───── Document extract

• The Law Gazette

Dying Declaration: Is it a substantial piece of evidence?

From the name itself, it is clear that dying declarations are the statement made by a declarant about his/her cause of death who is unable to present before the court of law because of the imminent possibility of death[i]. According to Section 32(1) of the Indian Evidence Act, 1872, the statement is made by a person as to the cause of his death or as to any of the circumstances of the transaction which resulted in his death, in cases in which the cause of person’s death comes into question. Dying declarations are one of the most substantial pieces of evidence and are interdicted as Hearsay evidence.


Dying declarations are based on the doctrine of ‘Leterm Mortem’ that means ‘words said before death’ [iii]. It can be a statement which caused the death or it can be any circumstance which evidently proves the cause of death. In the leading case of Pakala Narayana Swami v. Emperor [iv], the expression ‘circumstances of the transaction which resulted in his death’ has been rhetorically described.

──────────
───── Stored rows

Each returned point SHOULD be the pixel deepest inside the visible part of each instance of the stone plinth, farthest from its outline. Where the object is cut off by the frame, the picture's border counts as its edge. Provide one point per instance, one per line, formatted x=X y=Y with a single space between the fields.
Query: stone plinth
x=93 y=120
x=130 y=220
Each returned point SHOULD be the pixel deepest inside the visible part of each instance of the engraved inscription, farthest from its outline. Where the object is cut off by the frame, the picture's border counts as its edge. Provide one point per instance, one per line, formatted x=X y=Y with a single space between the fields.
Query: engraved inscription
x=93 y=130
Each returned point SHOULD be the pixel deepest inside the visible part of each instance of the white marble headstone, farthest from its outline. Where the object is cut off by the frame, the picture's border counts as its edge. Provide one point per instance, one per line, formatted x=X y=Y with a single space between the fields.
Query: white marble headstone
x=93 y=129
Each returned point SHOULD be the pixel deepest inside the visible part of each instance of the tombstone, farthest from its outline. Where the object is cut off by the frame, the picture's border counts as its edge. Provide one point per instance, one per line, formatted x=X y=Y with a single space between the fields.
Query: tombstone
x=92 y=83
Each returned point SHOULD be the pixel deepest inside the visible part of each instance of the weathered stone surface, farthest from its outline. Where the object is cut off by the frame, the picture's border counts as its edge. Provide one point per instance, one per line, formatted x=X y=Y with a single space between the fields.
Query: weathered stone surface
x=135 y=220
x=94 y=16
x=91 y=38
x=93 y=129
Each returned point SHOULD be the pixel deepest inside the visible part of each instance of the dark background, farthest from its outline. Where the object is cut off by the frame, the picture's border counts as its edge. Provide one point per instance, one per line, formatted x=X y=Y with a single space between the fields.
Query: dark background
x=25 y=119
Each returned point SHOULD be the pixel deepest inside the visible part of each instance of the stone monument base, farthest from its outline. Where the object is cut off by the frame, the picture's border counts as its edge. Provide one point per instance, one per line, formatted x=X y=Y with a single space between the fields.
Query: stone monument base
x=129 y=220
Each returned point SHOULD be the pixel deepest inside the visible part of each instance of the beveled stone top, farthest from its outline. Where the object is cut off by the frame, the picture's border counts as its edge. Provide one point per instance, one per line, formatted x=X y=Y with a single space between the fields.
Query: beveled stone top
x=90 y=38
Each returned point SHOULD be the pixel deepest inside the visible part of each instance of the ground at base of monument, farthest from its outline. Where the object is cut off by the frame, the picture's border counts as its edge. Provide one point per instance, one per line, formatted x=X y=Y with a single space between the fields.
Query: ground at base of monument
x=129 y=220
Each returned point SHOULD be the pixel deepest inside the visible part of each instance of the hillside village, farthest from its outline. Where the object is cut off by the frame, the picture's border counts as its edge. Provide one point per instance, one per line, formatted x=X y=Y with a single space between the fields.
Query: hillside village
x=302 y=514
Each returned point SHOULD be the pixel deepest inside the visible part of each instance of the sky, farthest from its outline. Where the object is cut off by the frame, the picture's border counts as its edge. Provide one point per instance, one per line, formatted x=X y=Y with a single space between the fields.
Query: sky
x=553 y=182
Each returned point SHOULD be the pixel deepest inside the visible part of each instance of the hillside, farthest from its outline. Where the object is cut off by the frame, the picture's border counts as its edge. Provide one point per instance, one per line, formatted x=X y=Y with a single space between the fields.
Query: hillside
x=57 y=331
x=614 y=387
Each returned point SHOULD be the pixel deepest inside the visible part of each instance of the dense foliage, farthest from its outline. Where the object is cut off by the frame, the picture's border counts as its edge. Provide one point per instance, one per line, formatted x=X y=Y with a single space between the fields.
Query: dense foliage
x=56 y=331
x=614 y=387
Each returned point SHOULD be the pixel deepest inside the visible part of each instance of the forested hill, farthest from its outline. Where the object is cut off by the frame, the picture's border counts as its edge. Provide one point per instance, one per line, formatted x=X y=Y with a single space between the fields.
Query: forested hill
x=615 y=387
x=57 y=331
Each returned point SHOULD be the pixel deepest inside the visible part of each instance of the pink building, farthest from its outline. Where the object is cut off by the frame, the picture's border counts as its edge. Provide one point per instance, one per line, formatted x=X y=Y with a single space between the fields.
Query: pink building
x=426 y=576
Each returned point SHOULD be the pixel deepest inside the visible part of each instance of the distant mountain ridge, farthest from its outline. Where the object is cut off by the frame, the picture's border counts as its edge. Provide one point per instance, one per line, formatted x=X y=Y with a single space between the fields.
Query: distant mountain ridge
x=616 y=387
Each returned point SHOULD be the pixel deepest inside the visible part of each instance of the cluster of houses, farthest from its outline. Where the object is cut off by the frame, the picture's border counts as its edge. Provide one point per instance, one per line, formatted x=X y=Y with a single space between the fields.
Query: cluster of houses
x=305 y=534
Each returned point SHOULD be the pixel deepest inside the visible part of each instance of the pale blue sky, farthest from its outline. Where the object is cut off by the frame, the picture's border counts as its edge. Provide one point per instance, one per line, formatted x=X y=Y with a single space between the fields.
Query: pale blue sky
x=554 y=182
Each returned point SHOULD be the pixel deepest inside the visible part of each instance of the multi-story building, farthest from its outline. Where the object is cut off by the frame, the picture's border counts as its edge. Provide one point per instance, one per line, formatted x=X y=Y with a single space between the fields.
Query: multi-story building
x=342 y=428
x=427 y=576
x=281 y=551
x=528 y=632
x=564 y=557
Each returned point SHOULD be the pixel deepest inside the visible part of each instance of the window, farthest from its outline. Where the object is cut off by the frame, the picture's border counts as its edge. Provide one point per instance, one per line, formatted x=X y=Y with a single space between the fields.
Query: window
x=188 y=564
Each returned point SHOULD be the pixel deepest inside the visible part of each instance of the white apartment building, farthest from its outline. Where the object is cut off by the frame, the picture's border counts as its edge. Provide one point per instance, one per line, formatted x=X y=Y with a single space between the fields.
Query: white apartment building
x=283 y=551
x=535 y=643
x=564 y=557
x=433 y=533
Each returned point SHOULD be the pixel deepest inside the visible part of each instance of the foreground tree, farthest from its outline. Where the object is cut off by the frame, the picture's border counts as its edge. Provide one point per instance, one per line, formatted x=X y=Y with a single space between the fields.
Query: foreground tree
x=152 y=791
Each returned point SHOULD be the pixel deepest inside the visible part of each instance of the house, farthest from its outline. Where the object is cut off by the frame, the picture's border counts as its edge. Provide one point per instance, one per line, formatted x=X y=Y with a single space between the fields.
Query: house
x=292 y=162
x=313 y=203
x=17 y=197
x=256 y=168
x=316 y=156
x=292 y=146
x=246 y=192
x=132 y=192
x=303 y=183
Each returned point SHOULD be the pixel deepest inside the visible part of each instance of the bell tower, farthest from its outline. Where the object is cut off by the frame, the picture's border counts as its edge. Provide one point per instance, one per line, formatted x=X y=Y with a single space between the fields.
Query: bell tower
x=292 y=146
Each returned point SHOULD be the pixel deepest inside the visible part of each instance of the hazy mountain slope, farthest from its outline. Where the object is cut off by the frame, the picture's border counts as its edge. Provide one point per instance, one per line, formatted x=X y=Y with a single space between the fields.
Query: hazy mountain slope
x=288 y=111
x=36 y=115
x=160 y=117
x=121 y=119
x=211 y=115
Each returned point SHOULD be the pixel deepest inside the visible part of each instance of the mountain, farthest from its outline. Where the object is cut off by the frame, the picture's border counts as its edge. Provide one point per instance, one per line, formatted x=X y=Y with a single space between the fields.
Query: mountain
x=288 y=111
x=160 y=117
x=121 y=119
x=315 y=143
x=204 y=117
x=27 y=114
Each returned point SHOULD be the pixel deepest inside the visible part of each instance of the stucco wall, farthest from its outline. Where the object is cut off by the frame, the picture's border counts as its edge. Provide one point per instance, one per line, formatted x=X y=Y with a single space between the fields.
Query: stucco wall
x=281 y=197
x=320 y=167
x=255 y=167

──────────

## Brief A
In the dying declaration article, which section of the Indian Evidence Act, 1872, is cited for its description of a dying declaration?
## Brief B
Reproduce the dying declaration article from "From the name" to "as Hearsay evidence.".

## Written response A
Section 32(1)

## Written response B
From the name itself, it is clear that dying declarations are the statement made by a declarant about his/her cause of death who is unable to present before the court of law because of the imminent possibility of death[i]. According to Section 32(1) of the Indian Evidence Act, 1872, the statement is made by a person as to the cause of his death or as to any of the circumstances of the transaction which resulted in his death, in cases in which the cause of person’s death comes into question. Dying declarations are one of the most substantial pieces of evidence and are interdicted as Hearsay evidence.